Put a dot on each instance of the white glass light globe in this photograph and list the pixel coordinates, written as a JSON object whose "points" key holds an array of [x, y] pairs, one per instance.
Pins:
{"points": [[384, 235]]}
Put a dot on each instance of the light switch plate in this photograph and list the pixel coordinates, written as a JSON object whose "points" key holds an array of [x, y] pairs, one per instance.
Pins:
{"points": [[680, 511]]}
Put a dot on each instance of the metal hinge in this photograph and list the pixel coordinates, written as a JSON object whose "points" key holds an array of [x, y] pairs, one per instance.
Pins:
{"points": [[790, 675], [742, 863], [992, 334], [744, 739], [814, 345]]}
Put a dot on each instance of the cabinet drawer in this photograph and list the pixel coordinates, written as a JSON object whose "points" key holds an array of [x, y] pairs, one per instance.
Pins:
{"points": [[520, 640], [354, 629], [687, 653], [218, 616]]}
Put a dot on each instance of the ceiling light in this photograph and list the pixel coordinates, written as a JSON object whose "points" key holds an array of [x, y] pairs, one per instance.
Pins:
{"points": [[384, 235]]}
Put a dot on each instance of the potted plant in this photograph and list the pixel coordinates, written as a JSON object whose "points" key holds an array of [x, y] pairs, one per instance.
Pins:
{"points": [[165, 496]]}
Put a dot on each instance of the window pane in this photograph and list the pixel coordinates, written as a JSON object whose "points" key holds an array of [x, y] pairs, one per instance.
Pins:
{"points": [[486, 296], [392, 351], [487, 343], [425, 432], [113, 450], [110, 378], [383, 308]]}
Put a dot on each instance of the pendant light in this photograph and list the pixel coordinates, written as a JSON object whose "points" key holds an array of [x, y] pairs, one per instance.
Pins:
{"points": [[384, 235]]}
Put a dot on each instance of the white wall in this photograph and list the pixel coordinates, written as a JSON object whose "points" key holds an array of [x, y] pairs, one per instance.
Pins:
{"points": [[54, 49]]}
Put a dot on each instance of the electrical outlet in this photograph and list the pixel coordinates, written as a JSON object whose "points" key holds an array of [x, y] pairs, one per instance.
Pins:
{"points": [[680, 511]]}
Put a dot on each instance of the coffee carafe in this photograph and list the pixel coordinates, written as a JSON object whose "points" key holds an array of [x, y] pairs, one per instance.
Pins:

== == ==

**EXERCISE DESCRIPTION**
The records above must be retyped in full, exactly as written.

**REPLY**
Put a dot on each instance of the white glass light globe in this photograph and list the pixel coordinates, written as a JSON object whose "points" key holds an array of [x, y] pairs, one per instance.
Pins:
{"points": [[384, 235]]}
Put a dot on each instance of the light switch plate in this photograph and list the pixel coordinates, written as a JSON object whose "points" key holds an array of [x, y] pairs, one per instance.
Pins:
{"points": [[680, 511]]}
Put a dot on each instance of the metal hinge in this photograph and list the pixel coordinates, written as a JSON object whose "points" key holds an array of [x, y] pairs, one per instance.
Pins:
{"points": [[790, 675], [742, 863], [992, 334], [744, 739], [814, 345]]}
Put a dot on each instance of the cabinet drawer in this photograph and list the pixel coordinates, written as a JSON object whose "points" key holds an array of [x, y] pairs, one per instance.
Pins:
{"points": [[520, 640], [354, 629], [687, 653], [218, 616]]}
Put a dot on each instance of the ceiling light in this photograph and list the pixel coordinates, written as a JSON object whose "points" key holds an array of [x, y] pairs, one per instance.
Pins:
{"points": [[384, 235]]}
Put a dot on each instance of the potted plant in this photograph and list the pixel coordinates, written as a JSON object whose "points" key holds an array of [x, y] pairs, one per instance.
Pins:
{"points": [[165, 496]]}
Put a dot on each instance of the window pane in this photograph and list the pixel coordinates, written as a JSON object whose "points" key holds an array of [x, y] pairs, one per instance.
Pins:
{"points": [[486, 296], [392, 351], [487, 343], [425, 432], [113, 450], [110, 378], [383, 308]]}
Put a dot on each instance of the pendant light in this photograph and list the pixel coordinates, written as a JSON object whose "points" key holds an array of [x, y] pairs, one per instance.
Pins:
{"points": [[384, 235]]}
Put a dot on each instance of the white wall in this photograph and list the pixel coordinates, written as a JSON object whose "points" key holds an array of [x, y] pairs, one per instance.
Pins:
{"points": [[54, 49]]}
Put a dot on each instance of the electrical outlet in this photograph and list the pixel coordinates, written as a JSON object whose "points" key holds an array of [x, y] pairs, one per instance.
Pins:
{"points": [[680, 511]]}
Put a dot on each instance of the coffee carafe in this photograph and list the pixel coordinates, written as a JSON object whose "points" key holds an array of [x, y] pairs, one per instance.
Pins:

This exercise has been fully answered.